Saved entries

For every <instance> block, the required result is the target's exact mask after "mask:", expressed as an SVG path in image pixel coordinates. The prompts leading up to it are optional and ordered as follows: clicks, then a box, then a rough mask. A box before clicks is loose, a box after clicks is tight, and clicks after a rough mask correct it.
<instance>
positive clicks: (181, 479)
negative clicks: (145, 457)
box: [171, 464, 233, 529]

# Your objective
Locate the lines above that contain "instance" and copy them.

# Worked solution
For every <instance> block, the required result is the target's exact mask after "mask:", expressed as an SVG path in image pixel coordinates. The prompts leading up to it are optional and ordered as follows: clicks, then a box, then a rough mask. A box before clicks is loose, a box after clicks is tight, and clicks after a rough mask correct it.
<instance>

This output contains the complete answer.